─── Pasaje citado

2. El autor alude a la obra que Lenin publicó en 1902, que orientó al marxismo revolucionario durante la mayor parte del siglo XX.
Un extracto del libro
Populismo, fascismo, extrema derecha 2.0
¿Cómo denominar a estas fuerzas que ocupan el espacio de la «derecha de la derecha» y que en estas últimas décadas se fueron moviendo desde los márgenes hacia la centralidad del tablero político? Enzo Traverso retoma el término posfascismo elaborado por el filósofo húngaro Gáspár Miklós Tamás. Estas nuevas derechas radicalizadas no son, sin duda, las derechas neofascistas de antaño. Es claro que sus líderes ya no son cabezas rapadas, ni calzan borceguíes, ni se tatúan esvásticas en el cuerpo. Son figuras más «respetables» en el juego político. Cada vez parecen menos nazis; sus fuerzas políticas no son totalitarias, no se basan en movimientos de masas violentos ni en filosofías irracionales y voluntaristas, ni juegan con el anticapitalismo.

──────

> **Tareas y ejercicios**:
1. En el pasaje sobre el posfascismo, ¿por qué se afirma que las nuevas derechas radicalizadas no son las derechas neofascistas de antaño? Responde en una a tres oraciones.
2. Contesta según el pasaje citado:
(a) ¿En qué año publicó Lenin la obra a la que alude el autor?
(b) ¿A quién se atribuye el término posfascismo que retoma Enzo Traverso?
(c) ¿Desde dónde y hacia dónde se fueron moviendo estas fuerzas en las últimas décadas?
3. Retoma el texto sobre las nuevas derechas y el posfascismo y continúalo a partir de donde termina.

─── Datos proporcionados

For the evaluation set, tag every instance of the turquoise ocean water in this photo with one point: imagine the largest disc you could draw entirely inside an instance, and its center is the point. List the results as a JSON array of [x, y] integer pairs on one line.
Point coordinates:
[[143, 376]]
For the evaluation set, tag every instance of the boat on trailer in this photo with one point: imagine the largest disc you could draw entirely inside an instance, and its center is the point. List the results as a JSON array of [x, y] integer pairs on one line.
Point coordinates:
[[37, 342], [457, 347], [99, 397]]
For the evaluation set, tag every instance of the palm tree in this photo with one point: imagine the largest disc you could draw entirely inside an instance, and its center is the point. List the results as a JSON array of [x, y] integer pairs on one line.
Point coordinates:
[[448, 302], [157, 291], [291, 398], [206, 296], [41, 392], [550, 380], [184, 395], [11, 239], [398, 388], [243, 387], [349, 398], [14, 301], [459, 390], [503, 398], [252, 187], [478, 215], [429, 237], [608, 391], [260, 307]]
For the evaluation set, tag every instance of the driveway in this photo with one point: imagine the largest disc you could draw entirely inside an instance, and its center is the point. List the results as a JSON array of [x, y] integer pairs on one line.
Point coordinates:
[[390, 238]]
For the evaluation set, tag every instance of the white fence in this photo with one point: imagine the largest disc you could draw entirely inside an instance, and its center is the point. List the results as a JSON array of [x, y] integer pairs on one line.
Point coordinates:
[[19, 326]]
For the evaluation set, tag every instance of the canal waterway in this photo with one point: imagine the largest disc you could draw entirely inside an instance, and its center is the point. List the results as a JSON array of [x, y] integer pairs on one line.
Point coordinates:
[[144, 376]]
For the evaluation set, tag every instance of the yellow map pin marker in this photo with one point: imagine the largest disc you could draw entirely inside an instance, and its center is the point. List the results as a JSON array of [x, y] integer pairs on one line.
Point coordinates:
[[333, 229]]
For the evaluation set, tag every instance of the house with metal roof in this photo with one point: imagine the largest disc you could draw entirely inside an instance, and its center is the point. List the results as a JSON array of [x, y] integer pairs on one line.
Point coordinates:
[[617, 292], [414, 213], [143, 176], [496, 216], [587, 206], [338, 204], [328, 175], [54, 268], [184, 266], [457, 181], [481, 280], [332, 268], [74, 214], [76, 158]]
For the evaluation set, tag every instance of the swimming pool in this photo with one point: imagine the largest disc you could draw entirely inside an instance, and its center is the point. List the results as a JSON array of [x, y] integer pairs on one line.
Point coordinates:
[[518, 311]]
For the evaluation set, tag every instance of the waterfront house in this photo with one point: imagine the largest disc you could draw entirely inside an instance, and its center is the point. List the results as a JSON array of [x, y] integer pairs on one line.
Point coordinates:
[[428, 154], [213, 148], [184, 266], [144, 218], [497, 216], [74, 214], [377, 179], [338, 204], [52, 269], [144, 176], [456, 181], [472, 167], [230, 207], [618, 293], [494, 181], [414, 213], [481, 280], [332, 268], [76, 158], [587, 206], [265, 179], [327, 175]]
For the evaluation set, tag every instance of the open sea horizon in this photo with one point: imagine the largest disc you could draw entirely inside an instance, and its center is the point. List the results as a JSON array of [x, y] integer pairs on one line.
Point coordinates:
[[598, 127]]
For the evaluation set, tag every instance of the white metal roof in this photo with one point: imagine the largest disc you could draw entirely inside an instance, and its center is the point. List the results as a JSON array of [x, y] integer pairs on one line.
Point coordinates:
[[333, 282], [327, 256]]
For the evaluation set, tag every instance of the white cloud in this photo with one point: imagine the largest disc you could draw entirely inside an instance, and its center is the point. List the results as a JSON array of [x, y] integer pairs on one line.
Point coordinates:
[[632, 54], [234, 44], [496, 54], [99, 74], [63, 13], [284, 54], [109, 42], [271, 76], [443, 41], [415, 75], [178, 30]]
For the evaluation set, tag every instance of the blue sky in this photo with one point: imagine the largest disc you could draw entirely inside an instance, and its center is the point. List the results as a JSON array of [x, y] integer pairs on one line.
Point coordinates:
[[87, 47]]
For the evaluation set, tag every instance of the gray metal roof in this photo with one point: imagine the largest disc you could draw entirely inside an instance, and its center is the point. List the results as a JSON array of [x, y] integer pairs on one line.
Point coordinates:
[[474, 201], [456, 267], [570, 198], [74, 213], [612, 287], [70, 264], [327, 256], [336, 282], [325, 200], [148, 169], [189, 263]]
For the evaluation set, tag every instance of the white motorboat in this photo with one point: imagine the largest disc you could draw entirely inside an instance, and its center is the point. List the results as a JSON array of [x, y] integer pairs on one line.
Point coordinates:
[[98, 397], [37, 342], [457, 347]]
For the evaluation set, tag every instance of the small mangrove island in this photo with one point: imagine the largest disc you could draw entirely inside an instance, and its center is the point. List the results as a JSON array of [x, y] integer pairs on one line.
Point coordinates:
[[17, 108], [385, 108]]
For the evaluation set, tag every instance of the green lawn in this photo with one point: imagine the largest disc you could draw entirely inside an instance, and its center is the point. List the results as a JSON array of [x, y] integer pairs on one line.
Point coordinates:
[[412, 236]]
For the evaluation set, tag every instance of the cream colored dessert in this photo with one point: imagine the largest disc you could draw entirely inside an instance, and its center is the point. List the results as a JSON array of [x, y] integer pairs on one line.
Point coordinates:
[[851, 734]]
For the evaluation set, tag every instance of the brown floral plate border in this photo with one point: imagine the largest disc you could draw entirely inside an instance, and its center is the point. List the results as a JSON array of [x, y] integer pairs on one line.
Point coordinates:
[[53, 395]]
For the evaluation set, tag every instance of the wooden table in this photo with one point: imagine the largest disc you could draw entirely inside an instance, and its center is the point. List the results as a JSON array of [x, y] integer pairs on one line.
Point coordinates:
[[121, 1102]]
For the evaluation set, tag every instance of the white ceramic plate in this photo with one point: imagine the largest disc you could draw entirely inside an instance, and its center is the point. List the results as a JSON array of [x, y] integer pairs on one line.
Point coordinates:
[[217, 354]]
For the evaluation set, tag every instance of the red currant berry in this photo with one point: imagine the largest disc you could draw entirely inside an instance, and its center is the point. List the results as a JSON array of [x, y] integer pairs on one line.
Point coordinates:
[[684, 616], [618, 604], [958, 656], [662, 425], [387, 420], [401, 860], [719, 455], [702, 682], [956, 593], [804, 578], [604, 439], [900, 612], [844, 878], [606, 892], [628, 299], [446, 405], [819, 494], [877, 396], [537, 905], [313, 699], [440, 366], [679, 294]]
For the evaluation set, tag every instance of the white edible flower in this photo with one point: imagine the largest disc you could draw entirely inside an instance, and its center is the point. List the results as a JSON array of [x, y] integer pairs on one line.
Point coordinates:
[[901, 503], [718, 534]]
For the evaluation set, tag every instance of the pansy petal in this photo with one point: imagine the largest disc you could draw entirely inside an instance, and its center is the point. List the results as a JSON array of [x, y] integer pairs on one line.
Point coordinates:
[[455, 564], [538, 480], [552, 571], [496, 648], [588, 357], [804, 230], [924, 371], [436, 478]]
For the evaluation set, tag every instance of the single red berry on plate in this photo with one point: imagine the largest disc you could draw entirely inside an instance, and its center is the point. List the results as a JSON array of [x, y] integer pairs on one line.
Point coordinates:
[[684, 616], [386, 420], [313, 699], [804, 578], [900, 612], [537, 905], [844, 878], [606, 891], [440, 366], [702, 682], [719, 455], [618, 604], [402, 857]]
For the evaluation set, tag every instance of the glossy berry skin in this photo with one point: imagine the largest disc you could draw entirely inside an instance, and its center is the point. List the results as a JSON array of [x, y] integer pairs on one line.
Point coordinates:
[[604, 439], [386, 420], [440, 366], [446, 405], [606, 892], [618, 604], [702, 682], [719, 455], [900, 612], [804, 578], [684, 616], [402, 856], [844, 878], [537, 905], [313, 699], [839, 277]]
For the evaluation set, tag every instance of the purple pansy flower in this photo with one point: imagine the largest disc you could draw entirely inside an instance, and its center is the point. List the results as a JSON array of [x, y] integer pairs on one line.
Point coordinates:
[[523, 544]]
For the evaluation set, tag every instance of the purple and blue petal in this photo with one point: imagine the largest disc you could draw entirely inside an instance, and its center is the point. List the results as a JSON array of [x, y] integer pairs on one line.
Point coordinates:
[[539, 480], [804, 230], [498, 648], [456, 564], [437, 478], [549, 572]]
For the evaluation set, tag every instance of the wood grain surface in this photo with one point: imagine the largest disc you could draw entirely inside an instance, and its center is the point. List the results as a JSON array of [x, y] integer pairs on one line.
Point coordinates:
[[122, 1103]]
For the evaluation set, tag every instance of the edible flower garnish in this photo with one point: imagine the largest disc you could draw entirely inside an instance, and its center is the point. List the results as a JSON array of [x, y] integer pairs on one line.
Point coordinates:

──────

> **Respuestas en orden**:
1. Sus líderes ya no son cabezas rapadas, no calzan borceguíes ni se tatúan esvásticas, y son figuras más «respetables» en el juego político. Además, sus fuerzas no son totalitarias, no se basan en movimientos de masas violentos ni en filosofías irracionales y voluntaristas, y no juegan con el anticapitalismo.

2.
(a) En 1902.
(b) Al filósofo húngaro Gáspár Miklós Tamás.
(c) Desde los márgenes hacia la centralidad del tablero político.

3.
Para Traverso, se trata de un conjunto de corrientes que aún no terminó de estabilizarse ideológicamente, de un flujo. «Lo que caracteriza al posfascismo es un régimen de historicidad específico –el comienzo del siglo XXI– que explica su contenido ideológico fluctuante, inestable, a menudo contradictorio, en el cual se mezclan filosofías políticas antinómicas.» La ventaja del término posfascismo es que escapa del de populismo, que –como sabemos– es muy problemático, está muy manoseado, incluso en la academia, y mezcla estilos políticos con proyectos programáticos hasta volverse una caja negra donde pueden caber desde Bernie Sanders hasta Marine Le Pen, pasando por Hugo Chávez y Viktor Orbán. Además, logra colocar el acento en la hostilidad de estos movimientos a una idea de ciudadanía independiente de pertenencias étnico-culturales. Sin embargo, un uso extendido de la categoría posfascismo presenta el problema de que no todas las extremas derechas tienen sus raíces en la matriz fascista; que las que las tienen, como apunta el propio Traverso, están emancipadas de ella y, quizás más importante, que el término fascista, incluso con el prefijo post, tiene una carga histórica demasiado fuerte y, al igual que ocurre con el de populismo, combina una intención descriptiva y heurística con su uso corriente como forma de descalificación en el debate político.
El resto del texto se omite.